Dataset entries:
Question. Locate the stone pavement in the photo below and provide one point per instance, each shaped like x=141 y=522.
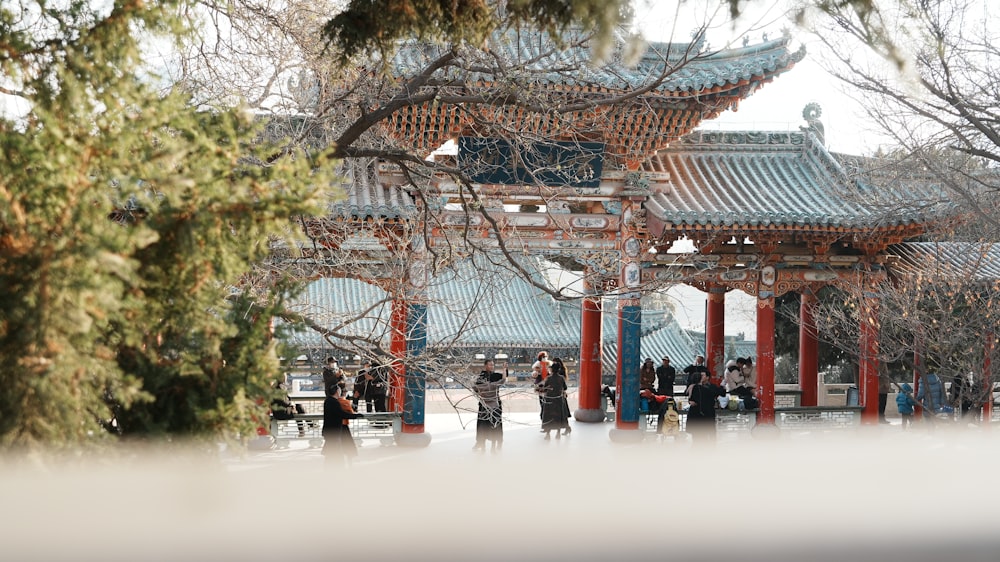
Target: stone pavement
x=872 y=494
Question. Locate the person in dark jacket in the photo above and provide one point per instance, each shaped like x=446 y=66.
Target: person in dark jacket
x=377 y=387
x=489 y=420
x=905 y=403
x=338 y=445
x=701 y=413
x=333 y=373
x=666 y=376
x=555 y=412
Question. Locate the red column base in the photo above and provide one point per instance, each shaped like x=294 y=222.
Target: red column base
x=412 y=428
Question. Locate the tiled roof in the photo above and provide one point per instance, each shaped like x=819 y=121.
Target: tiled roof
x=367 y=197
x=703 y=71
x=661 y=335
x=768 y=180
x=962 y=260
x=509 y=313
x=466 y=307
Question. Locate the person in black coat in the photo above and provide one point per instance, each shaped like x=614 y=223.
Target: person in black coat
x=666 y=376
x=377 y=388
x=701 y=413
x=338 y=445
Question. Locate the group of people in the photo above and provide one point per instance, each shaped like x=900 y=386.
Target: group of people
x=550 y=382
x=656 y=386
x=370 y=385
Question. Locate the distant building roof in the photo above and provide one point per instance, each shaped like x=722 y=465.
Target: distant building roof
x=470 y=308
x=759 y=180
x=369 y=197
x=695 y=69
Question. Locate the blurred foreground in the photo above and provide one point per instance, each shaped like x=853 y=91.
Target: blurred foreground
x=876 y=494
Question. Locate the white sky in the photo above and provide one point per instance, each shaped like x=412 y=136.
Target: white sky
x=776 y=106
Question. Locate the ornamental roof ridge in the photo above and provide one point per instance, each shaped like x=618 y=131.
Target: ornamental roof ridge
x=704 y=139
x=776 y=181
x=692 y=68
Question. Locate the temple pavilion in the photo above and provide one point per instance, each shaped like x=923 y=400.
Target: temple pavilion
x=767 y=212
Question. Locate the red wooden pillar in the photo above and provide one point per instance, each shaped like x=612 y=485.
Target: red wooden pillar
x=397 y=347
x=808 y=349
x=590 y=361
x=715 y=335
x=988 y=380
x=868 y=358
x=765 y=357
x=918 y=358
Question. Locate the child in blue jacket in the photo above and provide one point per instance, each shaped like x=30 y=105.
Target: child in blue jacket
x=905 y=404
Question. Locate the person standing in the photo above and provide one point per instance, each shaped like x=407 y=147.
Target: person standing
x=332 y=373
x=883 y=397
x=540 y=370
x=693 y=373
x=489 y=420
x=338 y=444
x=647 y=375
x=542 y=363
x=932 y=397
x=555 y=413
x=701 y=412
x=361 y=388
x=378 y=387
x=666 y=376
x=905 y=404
---
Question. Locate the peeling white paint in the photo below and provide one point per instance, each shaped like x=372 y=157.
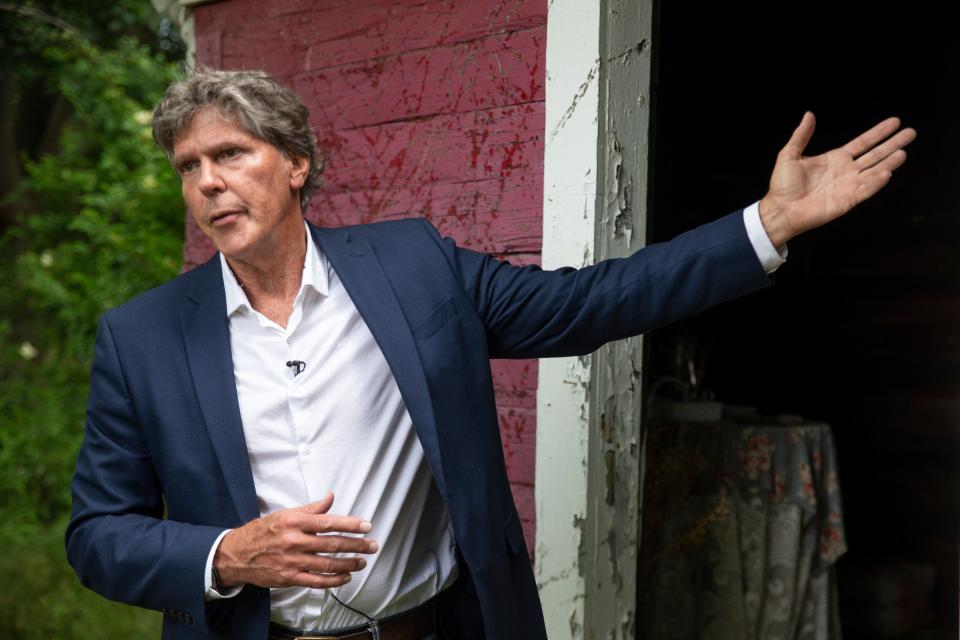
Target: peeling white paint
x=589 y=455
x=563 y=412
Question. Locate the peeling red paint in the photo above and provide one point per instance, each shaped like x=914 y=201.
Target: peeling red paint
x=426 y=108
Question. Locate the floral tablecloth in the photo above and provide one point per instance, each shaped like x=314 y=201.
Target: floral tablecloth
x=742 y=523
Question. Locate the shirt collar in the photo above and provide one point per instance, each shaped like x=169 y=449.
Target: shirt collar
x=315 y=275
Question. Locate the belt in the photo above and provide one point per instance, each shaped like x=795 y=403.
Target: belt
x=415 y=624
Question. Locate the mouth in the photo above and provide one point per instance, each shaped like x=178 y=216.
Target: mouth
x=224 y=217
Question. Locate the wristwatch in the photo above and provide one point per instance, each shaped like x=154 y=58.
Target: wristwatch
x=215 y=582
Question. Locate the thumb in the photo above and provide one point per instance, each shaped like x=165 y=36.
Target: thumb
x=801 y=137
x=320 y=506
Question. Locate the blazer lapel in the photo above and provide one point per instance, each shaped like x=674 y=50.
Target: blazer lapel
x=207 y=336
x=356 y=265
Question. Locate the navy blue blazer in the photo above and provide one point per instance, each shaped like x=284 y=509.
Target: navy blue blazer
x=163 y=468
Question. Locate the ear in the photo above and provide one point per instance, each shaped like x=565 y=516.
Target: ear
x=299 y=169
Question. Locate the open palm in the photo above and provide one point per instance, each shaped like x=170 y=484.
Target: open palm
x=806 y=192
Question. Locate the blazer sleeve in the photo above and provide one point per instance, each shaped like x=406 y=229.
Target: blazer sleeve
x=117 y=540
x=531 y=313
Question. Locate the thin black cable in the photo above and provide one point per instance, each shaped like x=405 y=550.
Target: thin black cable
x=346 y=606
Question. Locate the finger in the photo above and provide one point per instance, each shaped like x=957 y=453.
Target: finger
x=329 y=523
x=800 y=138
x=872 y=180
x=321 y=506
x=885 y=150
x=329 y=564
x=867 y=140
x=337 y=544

> What needs to be done:
Please count up the lines above that include the string "below" and respond with the total alone.

> Task answer:
2